• **Data supplied**

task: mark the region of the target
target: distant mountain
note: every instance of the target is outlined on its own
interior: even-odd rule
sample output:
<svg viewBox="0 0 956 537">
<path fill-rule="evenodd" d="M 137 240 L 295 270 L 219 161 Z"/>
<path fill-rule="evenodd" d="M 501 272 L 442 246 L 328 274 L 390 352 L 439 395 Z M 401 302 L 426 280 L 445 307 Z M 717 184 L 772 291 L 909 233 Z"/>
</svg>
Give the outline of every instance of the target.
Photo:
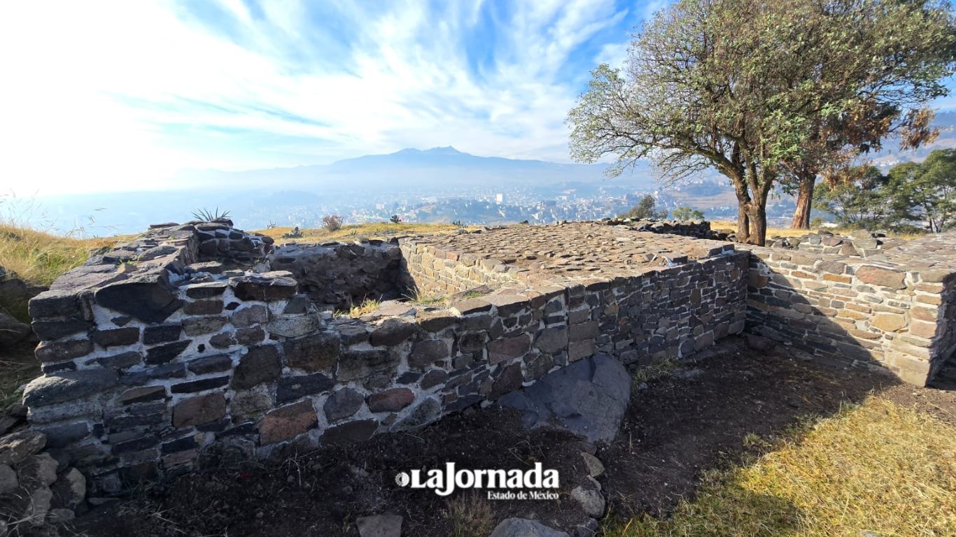
<svg viewBox="0 0 956 537">
<path fill-rule="evenodd" d="M 463 153 L 454 147 L 434 147 L 427 150 L 402 149 L 387 155 L 366 155 L 337 161 L 331 164 L 269 168 L 242 172 L 189 170 L 174 177 L 172 183 L 180 187 L 221 185 L 228 182 L 233 187 L 262 187 L 308 190 L 362 191 L 368 188 L 390 188 L 447 192 L 449 189 L 471 187 L 551 185 L 565 188 L 571 183 L 627 183 L 638 189 L 655 187 L 651 168 L 640 166 L 622 177 L 609 180 L 605 175 L 608 164 L 561 164 L 544 161 L 479 157 Z"/>
</svg>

• **What to do**
Copy the records from the first line up to and including the line that contains "137 240 L 295", keeping every character unchanged.

• **The response**
task: mark the region of the target
target: distant mountain
note: every instance of the target is outlined on its own
interior: even-odd rule
sample output:
<svg viewBox="0 0 956 537">
<path fill-rule="evenodd" d="M 137 240 L 295 270 L 219 161 Z"/>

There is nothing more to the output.